» Listed records
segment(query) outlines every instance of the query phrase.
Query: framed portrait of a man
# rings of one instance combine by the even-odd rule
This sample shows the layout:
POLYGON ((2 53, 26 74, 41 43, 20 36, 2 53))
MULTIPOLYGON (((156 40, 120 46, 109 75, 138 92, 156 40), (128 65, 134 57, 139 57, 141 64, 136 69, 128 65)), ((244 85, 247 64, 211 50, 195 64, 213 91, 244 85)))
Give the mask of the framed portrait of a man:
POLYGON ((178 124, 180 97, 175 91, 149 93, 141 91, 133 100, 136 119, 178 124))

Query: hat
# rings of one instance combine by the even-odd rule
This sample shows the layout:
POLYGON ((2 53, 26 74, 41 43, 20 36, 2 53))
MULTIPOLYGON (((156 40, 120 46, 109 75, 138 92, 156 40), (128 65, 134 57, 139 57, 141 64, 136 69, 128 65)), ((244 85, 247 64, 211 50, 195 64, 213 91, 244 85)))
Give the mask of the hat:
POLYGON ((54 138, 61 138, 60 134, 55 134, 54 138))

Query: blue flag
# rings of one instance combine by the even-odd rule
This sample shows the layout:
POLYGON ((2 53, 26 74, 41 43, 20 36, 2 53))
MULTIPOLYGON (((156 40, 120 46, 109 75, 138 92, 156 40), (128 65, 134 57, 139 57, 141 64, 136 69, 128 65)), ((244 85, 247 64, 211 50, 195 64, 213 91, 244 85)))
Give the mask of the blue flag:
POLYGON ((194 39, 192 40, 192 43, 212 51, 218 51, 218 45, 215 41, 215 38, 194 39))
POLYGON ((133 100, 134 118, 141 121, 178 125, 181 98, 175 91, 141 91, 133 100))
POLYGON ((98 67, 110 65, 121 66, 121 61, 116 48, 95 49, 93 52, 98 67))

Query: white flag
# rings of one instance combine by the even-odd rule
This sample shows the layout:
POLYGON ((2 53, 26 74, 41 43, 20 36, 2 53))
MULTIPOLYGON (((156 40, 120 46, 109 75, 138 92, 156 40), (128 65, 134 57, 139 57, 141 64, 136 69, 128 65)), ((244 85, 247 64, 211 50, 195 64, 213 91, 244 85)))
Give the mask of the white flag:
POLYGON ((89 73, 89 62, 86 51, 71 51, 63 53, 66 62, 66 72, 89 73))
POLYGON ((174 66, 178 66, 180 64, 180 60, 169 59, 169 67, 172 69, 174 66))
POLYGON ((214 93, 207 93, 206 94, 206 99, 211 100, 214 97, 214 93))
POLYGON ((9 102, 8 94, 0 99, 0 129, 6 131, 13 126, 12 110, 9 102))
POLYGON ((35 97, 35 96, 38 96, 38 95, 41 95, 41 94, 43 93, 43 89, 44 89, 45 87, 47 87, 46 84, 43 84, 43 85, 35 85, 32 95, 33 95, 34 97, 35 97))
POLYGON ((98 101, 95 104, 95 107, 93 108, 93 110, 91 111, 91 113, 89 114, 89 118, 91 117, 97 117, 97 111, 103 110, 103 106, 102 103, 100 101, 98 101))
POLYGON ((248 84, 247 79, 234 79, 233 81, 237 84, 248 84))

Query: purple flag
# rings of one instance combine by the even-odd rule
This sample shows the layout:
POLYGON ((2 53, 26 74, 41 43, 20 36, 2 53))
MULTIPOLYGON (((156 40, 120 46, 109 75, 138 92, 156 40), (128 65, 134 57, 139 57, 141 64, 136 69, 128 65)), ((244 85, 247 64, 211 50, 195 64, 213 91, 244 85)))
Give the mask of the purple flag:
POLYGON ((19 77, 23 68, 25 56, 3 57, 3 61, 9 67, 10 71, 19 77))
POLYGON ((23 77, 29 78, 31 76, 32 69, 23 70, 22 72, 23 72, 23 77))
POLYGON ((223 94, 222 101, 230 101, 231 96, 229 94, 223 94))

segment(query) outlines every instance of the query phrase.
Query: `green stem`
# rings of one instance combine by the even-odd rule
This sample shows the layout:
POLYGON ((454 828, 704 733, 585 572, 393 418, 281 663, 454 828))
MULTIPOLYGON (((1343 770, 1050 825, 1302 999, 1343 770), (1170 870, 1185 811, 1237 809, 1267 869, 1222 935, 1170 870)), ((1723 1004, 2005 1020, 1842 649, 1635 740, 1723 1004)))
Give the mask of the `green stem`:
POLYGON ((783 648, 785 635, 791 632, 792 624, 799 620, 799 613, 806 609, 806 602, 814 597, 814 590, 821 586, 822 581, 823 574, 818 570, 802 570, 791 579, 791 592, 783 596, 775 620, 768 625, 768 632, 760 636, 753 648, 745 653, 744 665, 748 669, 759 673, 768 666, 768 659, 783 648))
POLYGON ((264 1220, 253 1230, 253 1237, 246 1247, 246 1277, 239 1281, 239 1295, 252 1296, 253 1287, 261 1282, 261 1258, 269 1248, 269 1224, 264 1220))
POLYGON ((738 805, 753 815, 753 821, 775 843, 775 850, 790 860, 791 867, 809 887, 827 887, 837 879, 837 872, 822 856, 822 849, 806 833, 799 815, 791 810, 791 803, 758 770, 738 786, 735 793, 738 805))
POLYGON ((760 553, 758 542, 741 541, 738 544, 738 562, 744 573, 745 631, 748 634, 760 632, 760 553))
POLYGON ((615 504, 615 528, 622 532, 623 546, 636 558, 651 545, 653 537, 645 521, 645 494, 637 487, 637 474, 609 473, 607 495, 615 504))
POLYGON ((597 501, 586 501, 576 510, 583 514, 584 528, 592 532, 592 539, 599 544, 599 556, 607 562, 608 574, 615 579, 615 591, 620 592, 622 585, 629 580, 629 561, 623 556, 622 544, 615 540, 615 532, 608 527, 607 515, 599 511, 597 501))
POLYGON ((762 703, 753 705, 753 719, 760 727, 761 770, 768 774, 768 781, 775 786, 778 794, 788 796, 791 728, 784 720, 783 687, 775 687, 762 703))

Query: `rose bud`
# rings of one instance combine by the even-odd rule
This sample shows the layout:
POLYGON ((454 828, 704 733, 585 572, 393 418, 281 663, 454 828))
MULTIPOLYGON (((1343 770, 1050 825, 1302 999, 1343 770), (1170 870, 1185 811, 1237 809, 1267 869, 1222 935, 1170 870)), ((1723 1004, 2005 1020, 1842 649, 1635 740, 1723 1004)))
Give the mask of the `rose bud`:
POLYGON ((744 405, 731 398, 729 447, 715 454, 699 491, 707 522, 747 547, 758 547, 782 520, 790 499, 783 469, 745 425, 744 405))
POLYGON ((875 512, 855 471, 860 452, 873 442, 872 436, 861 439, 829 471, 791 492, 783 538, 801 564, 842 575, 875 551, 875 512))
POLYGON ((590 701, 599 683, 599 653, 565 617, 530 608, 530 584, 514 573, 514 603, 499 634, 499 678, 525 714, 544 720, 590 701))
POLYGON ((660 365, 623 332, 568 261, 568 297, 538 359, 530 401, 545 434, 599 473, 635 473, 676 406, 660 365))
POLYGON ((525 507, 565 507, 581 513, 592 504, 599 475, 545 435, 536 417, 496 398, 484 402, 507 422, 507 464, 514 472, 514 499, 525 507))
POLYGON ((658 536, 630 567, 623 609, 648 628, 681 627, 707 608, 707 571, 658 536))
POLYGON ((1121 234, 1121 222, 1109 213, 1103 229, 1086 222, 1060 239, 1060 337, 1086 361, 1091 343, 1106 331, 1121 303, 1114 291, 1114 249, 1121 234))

» What to produce
Write out each entry above exactly as it is written.

» Exercise response
segment(query) outlines every instance of the query phrase.
Query: framed portrait of a man
# rings of one instance combine by the even-odd rule
This sample shows the layout:
POLYGON ((2 53, 26 74, 41 43, 20 36, 2 53))
MULTIPOLYGON (((156 40, 120 46, 109 75, 138 92, 156 40), (128 65, 134 57, 139 57, 141 64, 136 69, 128 65)), ((244 85, 247 64, 211 50, 195 64, 213 91, 244 85)))
Give the mask of the framed portrait of a man:
POLYGON ((178 124, 180 97, 175 91, 149 93, 141 91, 133 100, 136 119, 178 124))

Query: hat
# rings of one instance combine by the even-odd rule
This sample shows the layout:
POLYGON ((2 53, 26 74, 41 43, 20 36, 2 53))
MULTIPOLYGON (((156 40, 120 46, 109 75, 138 92, 156 40), (128 65, 134 57, 139 57, 141 64, 136 69, 128 65)), ((244 85, 247 64, 211 50, 195 64, 213 91, 244 85)))
Give the mask of the hat:
POLYGON ((54 138, 61 138, 60 134, 55 134, 54 138))

Query: blue flag
# rings of one instance combine by the even-odd rule
This sample shows the layout:
POLYGON ((2 53, 26 74, 41 43, 20 36, 2 53))
MULTIPOLYGON (((156 40, 120 46, 109 75, 138 92, 156 40), (128 65, 134 57, 139 57, 141 64, 136 69, 128 65)), ((244 85, 247 64, 211 50, 195 64, 213 91, 244 85)))
Give the mask of the blue flag:
POLYGON ((194 39, 192 40, 192 43, 212 51, 218 51, 218 45, 215 41, 215 38, 194 39))
POLYGON ((133 100, 134 118, 141 121, 178 125, 181 98, 175 91, 141 91, 133 100))
POLYGON ((98 67, 110 65, 121 66, 121 61, 116 48, 95 49, 93 52, 98 67))

Query: white flag
# rings of one instance combine by the even-odd rule
This sample shows the layout:
POLYGON ((2 53, 26 74, 41 43, 20 36, 2 53))
MULTIPOLYGON (((156 40, 120 46, 109 75, 138 92, 156 40), (128 65, 134 57, 139 57, 141 64, 136 69, 128 65)), ((244 85, 247 64, 211 50, 195 64, 213 91, 244 85)))
Give the mask of the white flag:
POLYGON ((89 73, 89 62, 86 51, 71 51, 63 53, 66 62, 66 72, 89 73))
POLYGON ((174 66, 178 66, 180 64, 180 60, 169 59, 169 67, 172 69, 174 66))
POLYGON ((214 93, 207 93, 206 94, 206 99, 211 100, 214 97, 214 93))
POLYGON ((9 102, 8 94, 0 99, 0 129, 6 131, 13 126, 12 110, 9 102))
POLYGON ((35 97, 35 96, 38 96, 38 95, 41 95, 41 94, 43 93, 43 89, 44 89, 45 87, 47 87, 46 84, 43 84, 43 85, 35 85, 32 95, 33 95, 34 97, 35 97))
POLYGON ((98 101, 95 104, 95 107, 93 108, 93 110, 91 111, 91 113, 89 114, 89 118, 91 117, 97 117, 97 111, 103 110, 103 106, 102 103, 100 101, 98 101))
POLYGON ((248 84, 247 79, 234 79, 233 81, 237 84, 248 84))

Query: purple flag
# rings of one instance combine by the even-odd rule
This sample shows the layout:
POLYGON ((2 53, 26 74, 41 43, 20 36, 2 53))
MULTIPOLYGON (((156 40, 120 46, 109 75, 138 92, 156 40), (128 65, 134 57, 139 57, 141 64, 136 69, 128 65)), ((244 85, 247 64, 211 50, 195 64, 213 91, 244 85)))
Give the mask of the purple flag:
POLYGON ((19 77, 23 68, 25 56, 3 57, 3 61, 9 67, 10 71, 19 77))
POLYGON ((23 77, 29 78, 31 76, 32 69, 23 70, 22 72, 23 72, 23 77))
POLYGON ((223 94, 222 101, 230 101, 231 96, 229 94, 223 94))

segment(query) outlines every instance of the query phrase.
Query: `green stem`
# rings of one instance combine by the even-odd rule
This sample shows the layout:
POLYGON ((454 828, 704 733, 585 572, 393 418, 281 663, 454 828))
MULTIPOLYGON (((1343 770, 1050 825, 1302 999, 1343 770), (1170 870, 1185 811, 1237 809, 1267 869, 1222 935, 1170 870)), ((1723 1004, 2005 1020, 1842 649, 1635 740, 1723 1004)))
Give the mask of the `green stem`:
POLYGON ((783 648, 785 635, 791 632, 792 624, 799 620, 799 613, 806 609, 806 602, 814 597, 814 590, 821 586, 822 581, 823 574, 818 570, 802 570, 791 579, 791 592, 783 596, 775 620, 768 625, 768 632, 760 636, 753 648, 745 653, 744 665, 748 669, 759 673, 768 666, 768 659, 783 648))
POLYGON ((264 1220, 253 1230, 253 1237, 246 1247, 246 1277, 239 1281, 239 1295, 252 1296, 253 1287, 261 1282, 261 1258, 269 1248, 269 1224, 264 1220))
POLYGON ((738 805, 753 815, 753 821, 775 843, 775 850, 790 860, 791 867, 809 887, 827 887, 837 879, 837 872, 822 856, 822 849, 806 833, 799 815, 791 810, 791 803, 758 770, 738 786, 735 793, 738 805))
POLYGON ((760 553, 758 542, 741 541, 738 544, 738 562, 744 573, 745 631, 748 634, 760 632, 760 553))
POLYGON ((615 504, 615 528, 622 532, 623 546, 636 558, 651 545, 653 537, 645 521, 645 494, 637 487, 637 474, 609 473, 607 495, 615 504))
POLYGON ((597 501, 586 501, 576 510, 583 514, 584 528, 592 532, 592 539, 599 544, 599 556, 607 562, 608 574, 615 579, 615 591, 620 592, 622 585, 629 580, 629 561, 623 556, 622 544, 615 540, 615 532, 608 527, 607 515, 599 511, 597 501))
POLYGON ((762 703, 753 705, 753 719, 760 727, 761 770, 768 774, 768 781, 775 786, 778 794, 788 796, 791 728, 784 720, 783 687, 775 687, 762 703))

Query: `rose bud`
# rings of one instance combine by the even-odd rule
This sample shows the layout:
POLYGON ((454 828, 704 733, 585 572, 393 418, 281 663, 454 828))
MULTIPOLYGON (((1343 770, 1050 825, 1302 999, 1343 770), (1170 870, 1185 811, 1237 809, 1267 869, 1222 935, 1170 870)), ((1723 1004, 2005 1020, 1842 649, 1635 740, 1723 1004)))
Give the mask of the `rose bud`:
POLYGON ((744 405, 731 398, 729 447, 715 454, 699 491, 707 522, 747 547, 758 547, 782 520, 790 499, 783 469, 745 425, 744 405))
POLYGON ((875 512, 855 471, 860 452, 873 442, 872 436, 861 439, 829 471, 791 492, 783 538, 801 564, 842 575, 875 551, 875 512))
POLYGON ((590 701, 599 683, 599 653, 565 617, 530 608, 530 584, 514 573, 514 603, 499 634, 499 678, 525 714, 544 720, 590 701))
POLYGON ((660 365, 623 332, 568 261, 568 297, 538 359, 530 401, 545 434, 599 473, 635 473, 676 406, 660 365))
POLYGON ((525 507, 565 507, 581 513, 592 504, 599 475, 545 435, 536 417, 496 398, 484 402, 507 422, 507 464, 514 472, 514 499, 525 507))
POLYGON ((658 536, 630 567, 623 609, 648 628, 681 627, 707 608, 707 571, 658 536))
POLYGON ((1121 234, 1121 222, 1109 213, 1103 229, 1086 222, 1060 239, 1060 337, 1086 361, 1091 343, 1106 331, 1121 303, 1114 291, 1114 249, 1121 234))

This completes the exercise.